I took a flight early morning on Thursday to arrive to San Francisco. After getting the rental car, my first stop was in Napa, at Oxbow Public Market, where I met for lunch Danielle Irwin and her husband Derek. Oxbow Public Market is a very interesting place, conceptually somewhat close to the Chelsea Markets in New York, only built in modern, contemporary style, with lots of small artisan shops and restaurants, offering food and wine, fresh produce, coffee and whatever else your heart desires. Great place to stop by if you are looking for a break during your winery visits.

It was a great pleasure to meet Danielle and Derek face to face. I had been virtually talking to Danielle for a while – she is writing her blog Danielle Dishes The Vineyard Dirt at Naggiar Vineyards in Sierra Foothills, where her husband Derek is the winemaker. Derek is a vigneron who is involved in a lot of vineyard and winery projects, and he also produces his own wines under Irwin Family Wines label. I had a pleasure of tasting his Tempranillo, which was the first California Tempranillo I ever tasted. Conversation with Derek was an excellent introduction into the Lodi wines, as he gave me some ideas for what to expect there.

A hour an a half later, after a ride along route 12 which I wouldn’t call pleasant (lots of stop and go traffic, not a fun ride) I arrived to the Hampton Inn in Lodi, which became home outside of home for the next 3 days.

The first event of the night was the conference opening reception at the Mohr Fry Ranch, sponsored by Lodi Wine. With that reception came my first real encounter with Lodi wines.

LoCA wine glasses

Until coming to Lodi, I only knew it as a source of many Zinfandel wines. And then there was a perception of hot, high alcohol wines, based on the tasting of occasional Cabernet Sauvignon with Lodi regional designation. Yep, that’s all I had on Lodi in my head.

The very first taste of the Lodi wine broke that perception. By the end of the tasting, it was shattered completely and didn’t exist anymore.


I stopped at the table of the Fields Family Wines, and the very first white wine I tasted was 2015 Fields Family Wines Clay Station Vineyard Grenache Blanc Lodi. I never tasted Grenache Blanc from California, let alone the fact that it is coming from one of the hottest regions (yep, sense my fear?) – yet the wine had clean acidity, touch of minerality, restrained fruit – a great start.

.....

== The exercise ==
Can you sum up the Lodi trip account above in two sentences?

Source records
.....

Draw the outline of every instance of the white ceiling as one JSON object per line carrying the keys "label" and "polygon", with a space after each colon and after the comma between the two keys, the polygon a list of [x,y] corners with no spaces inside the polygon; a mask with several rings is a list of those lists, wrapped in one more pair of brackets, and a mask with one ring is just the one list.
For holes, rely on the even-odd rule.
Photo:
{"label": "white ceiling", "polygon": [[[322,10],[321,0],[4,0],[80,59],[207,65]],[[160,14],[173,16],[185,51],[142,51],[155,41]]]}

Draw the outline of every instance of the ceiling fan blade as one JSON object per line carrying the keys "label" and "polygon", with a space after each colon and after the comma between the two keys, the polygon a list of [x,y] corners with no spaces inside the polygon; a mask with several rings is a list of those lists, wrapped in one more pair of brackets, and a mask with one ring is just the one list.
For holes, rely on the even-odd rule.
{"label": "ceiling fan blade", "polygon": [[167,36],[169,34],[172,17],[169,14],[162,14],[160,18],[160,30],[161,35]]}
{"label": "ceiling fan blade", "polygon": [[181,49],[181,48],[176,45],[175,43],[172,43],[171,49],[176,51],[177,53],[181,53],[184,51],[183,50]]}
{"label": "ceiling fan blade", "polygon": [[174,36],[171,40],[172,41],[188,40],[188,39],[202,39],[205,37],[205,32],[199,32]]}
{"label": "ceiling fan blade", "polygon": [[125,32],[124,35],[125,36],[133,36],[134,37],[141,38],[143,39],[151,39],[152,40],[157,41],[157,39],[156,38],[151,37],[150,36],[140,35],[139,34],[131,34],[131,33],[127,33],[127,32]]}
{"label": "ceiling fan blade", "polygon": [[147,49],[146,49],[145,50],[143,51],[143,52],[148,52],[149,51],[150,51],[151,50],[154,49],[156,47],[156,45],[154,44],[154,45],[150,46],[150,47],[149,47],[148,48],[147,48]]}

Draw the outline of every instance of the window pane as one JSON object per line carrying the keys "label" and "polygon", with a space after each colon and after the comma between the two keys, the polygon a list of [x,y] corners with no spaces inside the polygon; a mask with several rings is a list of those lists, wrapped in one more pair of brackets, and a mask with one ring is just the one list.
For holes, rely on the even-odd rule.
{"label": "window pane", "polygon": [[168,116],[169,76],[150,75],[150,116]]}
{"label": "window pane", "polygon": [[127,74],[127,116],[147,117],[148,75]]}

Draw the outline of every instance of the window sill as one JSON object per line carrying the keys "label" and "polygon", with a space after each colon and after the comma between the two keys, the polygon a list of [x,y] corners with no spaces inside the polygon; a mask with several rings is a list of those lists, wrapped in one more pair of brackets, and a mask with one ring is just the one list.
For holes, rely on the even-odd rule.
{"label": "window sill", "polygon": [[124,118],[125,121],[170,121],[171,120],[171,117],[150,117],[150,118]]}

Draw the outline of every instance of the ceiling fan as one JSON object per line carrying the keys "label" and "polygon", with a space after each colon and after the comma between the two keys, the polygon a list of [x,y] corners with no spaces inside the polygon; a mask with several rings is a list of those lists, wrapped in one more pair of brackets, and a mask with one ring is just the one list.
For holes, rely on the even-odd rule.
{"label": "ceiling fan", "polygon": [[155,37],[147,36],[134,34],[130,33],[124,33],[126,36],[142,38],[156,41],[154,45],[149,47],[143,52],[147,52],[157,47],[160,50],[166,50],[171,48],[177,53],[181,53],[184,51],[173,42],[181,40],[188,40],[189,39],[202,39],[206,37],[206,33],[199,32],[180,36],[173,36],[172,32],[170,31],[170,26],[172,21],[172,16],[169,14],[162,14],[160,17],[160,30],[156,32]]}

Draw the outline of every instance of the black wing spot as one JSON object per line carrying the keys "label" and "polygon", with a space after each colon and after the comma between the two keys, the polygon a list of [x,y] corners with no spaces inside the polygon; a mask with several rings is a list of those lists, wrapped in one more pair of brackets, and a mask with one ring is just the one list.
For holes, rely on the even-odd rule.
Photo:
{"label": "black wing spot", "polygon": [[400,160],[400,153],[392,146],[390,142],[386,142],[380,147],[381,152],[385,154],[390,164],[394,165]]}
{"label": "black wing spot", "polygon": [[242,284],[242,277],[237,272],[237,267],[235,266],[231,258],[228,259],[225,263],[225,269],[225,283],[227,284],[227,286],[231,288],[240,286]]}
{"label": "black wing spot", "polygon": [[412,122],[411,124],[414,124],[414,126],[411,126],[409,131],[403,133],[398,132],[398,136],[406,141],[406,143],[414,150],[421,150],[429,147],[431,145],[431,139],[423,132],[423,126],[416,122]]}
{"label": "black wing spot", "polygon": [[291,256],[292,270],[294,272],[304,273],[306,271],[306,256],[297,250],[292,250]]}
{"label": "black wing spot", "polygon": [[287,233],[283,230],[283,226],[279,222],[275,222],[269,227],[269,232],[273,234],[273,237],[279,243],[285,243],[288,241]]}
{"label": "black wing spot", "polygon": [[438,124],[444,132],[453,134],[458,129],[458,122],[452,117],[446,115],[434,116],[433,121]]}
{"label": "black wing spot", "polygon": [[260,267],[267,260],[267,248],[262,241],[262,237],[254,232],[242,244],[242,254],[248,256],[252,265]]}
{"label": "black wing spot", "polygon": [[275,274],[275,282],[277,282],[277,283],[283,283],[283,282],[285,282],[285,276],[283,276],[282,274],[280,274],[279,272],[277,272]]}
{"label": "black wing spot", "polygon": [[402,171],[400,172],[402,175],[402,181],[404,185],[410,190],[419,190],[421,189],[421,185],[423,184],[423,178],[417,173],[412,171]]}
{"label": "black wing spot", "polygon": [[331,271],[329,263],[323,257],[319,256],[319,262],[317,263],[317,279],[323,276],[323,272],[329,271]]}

.....

== Result for this exercise ==
After flying into San Francisco, the writer had lunch at Oxbow Public Market in Napa with Danielle Irwin and her husband Derek, a winemaker whose conversation served as an introduction to Lodi wines, and then drove on to a Hampton Inn in Lodi. At the conference opening reception at the Mohr Fry Ranch, the writer's perception of Lodi as a source of Zinfandel and hot, high-alcohol wines was shattered, beginning with a 2015 Fields Family Wines Grenache Blanc that showed clean acidity, a touch of minerality and restrained fruit.